Dataset excerpts
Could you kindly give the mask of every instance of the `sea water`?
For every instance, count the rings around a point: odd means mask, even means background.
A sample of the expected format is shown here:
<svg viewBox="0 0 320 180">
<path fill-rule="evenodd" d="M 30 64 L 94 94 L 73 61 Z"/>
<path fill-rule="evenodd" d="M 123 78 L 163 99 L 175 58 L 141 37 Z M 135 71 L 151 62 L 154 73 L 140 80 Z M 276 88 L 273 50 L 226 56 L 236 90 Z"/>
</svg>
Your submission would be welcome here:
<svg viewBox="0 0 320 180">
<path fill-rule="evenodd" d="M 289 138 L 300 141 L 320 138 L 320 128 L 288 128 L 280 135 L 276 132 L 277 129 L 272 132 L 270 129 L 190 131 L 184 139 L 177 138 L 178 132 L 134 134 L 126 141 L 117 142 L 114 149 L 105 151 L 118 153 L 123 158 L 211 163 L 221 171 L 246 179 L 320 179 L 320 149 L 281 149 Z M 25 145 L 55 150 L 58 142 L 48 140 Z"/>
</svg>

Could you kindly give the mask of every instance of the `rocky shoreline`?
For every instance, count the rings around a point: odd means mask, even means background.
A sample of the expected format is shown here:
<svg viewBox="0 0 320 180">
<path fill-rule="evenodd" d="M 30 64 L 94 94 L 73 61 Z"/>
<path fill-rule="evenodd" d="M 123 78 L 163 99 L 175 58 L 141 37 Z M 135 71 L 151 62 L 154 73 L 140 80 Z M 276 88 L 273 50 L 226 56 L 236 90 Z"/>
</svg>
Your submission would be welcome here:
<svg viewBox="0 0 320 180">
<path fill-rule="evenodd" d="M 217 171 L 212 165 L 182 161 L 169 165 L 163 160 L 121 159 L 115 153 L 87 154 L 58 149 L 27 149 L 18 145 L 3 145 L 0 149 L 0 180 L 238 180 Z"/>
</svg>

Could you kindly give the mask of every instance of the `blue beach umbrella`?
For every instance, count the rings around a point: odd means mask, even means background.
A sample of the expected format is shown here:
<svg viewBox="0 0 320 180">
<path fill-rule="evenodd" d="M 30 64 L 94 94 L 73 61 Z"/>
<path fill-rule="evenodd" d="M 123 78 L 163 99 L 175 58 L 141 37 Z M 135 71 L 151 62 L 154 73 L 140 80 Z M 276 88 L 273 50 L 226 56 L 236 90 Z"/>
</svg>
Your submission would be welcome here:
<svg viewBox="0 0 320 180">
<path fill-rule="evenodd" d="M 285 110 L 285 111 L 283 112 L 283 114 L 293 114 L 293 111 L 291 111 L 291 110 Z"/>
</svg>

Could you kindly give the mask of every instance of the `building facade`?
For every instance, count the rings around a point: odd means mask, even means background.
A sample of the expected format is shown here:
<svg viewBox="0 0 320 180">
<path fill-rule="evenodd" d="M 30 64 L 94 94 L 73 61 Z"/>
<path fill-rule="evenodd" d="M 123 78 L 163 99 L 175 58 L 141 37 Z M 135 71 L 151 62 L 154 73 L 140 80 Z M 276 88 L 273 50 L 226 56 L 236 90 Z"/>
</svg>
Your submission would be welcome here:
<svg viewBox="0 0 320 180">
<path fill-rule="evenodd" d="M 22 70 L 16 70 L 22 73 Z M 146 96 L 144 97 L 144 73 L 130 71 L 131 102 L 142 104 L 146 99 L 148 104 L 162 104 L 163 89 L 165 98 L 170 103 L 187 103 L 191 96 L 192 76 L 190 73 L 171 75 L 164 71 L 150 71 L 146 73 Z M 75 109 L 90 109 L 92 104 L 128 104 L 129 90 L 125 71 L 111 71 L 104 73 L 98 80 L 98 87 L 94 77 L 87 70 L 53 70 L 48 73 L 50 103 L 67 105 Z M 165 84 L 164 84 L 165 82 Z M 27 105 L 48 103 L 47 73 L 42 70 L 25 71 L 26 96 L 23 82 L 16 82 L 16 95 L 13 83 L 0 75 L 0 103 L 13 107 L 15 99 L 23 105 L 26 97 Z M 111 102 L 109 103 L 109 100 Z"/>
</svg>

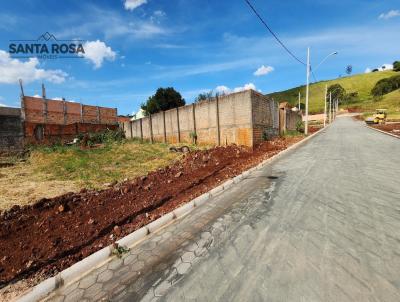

● Activity
Return every line above word for word, minus images.

● Answer section
Could you kindly give the mask of every instance of the `sea water`?
For every instance, count the rings around a point: odd means mask, even means background.
A sample of the expected format is shown here:
<svg viewBox="0 0 320 180">
<path fill-rule="evenodd" d="M 30 64 L 94 94 L 73 61 Z"/>
<path fill-rule="evenodd" d="M 123 78 L 163 99 L 175 58 L 141 37 Z M 135 71 L 151 62 L 154 73 L 140 80 Z M 276 88 L 273 50 L 226 56 L 236 90 Z"/>
</svg>
Your submission would be welcome here:
<svg viewBox="0 0 320 180">
<path fill-rule="evenodd" d="M 289 138 L 300 141 L 320 138 L 320 128 L 288 128 L 280 135 L 276 132 L 277 129 L 272 132 L 270 129 L 190 131 L 184 139 L 177 138 L 178 132 L 134 134 L 126 141 L 117 142 L 114 149 L 105 151 L 118 153 L 123 158 L 211 163 L 221 171 L 246 179 L 320 179 L 320 149 L 281 149 Z M 25 145 L 55 150 L 58 142 L 48 140 Z"/>
</svg>

Could you kindly give the mask of every instance of the `rocky shoreline`?
For every instance, count the rings around a point: odd means mask, even means background.
A sample of the expected format is shown here:
<svg viewBox="0 0 320 180">
<path fill-rule="evenodd" d="M 30 64 L 94 94 L 73 61 Z"/>
<path fill-rule="evenodd" d="M 123 78 L 163 99 L 175 58 L 141 37 Z M 135 71 L 151 62 L 154 73 L 140 80 Z M 276 88 L 273 50 L 226 56 L 236 90 Z"/>
</svg>
Your submission would be welcome here:
<svg viewBox="0 0 320 180">
<path fill-rule="evenodd" d="M 217 171 L 212 165 L 182 161 L 169 165 L 163 160 L 121 159 L 115 153 L 87 154 L 58 149 L 27 149 L 18 145 L 3 145 L 0 149 L 0 180 L 238 180 Z"/>
</svg>

Could you kindly give the mask of every instance of the `blue beach umbrella`?
For every instance, count the rings around a point: odd means mask, even means background.
A sample of the expected format is shown here:
<svg viewBox="0 0 320 180">
<path fill-rule="evenodd" d="M 30 64 L 94 94 L 73 61 Z"/>
<path fill-rule="evenodd" d="M 123 78 L 163 99 L 175 58 L 141 37 Z M 135 71 L 151 62 L 154 73 L 140 80 Z M 276 88 L 273 50 L 226 56 L 236 90 Z"/>
</svg>
Your submission would be welcome here:
<svg viewBox="0 0 320 180">
<path fill-rule="evenodd" d="M 285 110 L 285 111 L 283 112 L 283 114 L 293 114 L 293 111 L 291 111 L 291 110 Z"/>
</svg>

Could you kindly give the mask of every instance of the `building facade`?
For every instance, count the rings around a point: odd means mask, even means background.
A sample of the expected format is shown here:
<svg viewBox="0 0 320 180">
<path fill-rule="evenodd" d="M 30 64 L 94 94 L 73 61 Z"/>
<path fill-rule="evenodd" d="M 123 78 L 163 99 L 175 58 L 141 37 Z M 135 71 L 151 62 L 154 73 L 140 80 Z M 276 88 L 273 50 L 226 56 L 236 90 Z"/>
</svg>
Your submission would be welcome here:
<svg viewBox="0 0 320 180">
<path fill-rule="evenodd" d="M 22 70 L 16 70 L 22 73 Z M 146 96 L 144 97 L 144 73 L 130 71 L 131 102 L 142 104 L 146 99 L 148 104 L 162 104 L 163 89 L 165 98 L 170 103 L 187 103 L 191 96 L 192 76 L 190 73 L 171 75 L 164 71 L 150 71 L 146 73 Z M 75 109 L 90 109 L 92 104 L 128 104 L 129 90 L 125 71 L 111 71 L 104 73 L 98 80 L 98 87 L 94 77 L 87 70 L 53 70 L 48 73 L 50 103 L 67 105 Z M 165 84 L 164 84 L 165 82 Z M 27 105 L 48 103 L 47 73 L 42 70 L 25 71 L 26 96 L 23 82 L 16 82 L 16 95 L 13 83 L 0 75 L 0 103 L 13 107 L 15 99 L 23 105 L 26 97 Z M 111 102 L 109 103 L 109 100 Z"/>
</svg>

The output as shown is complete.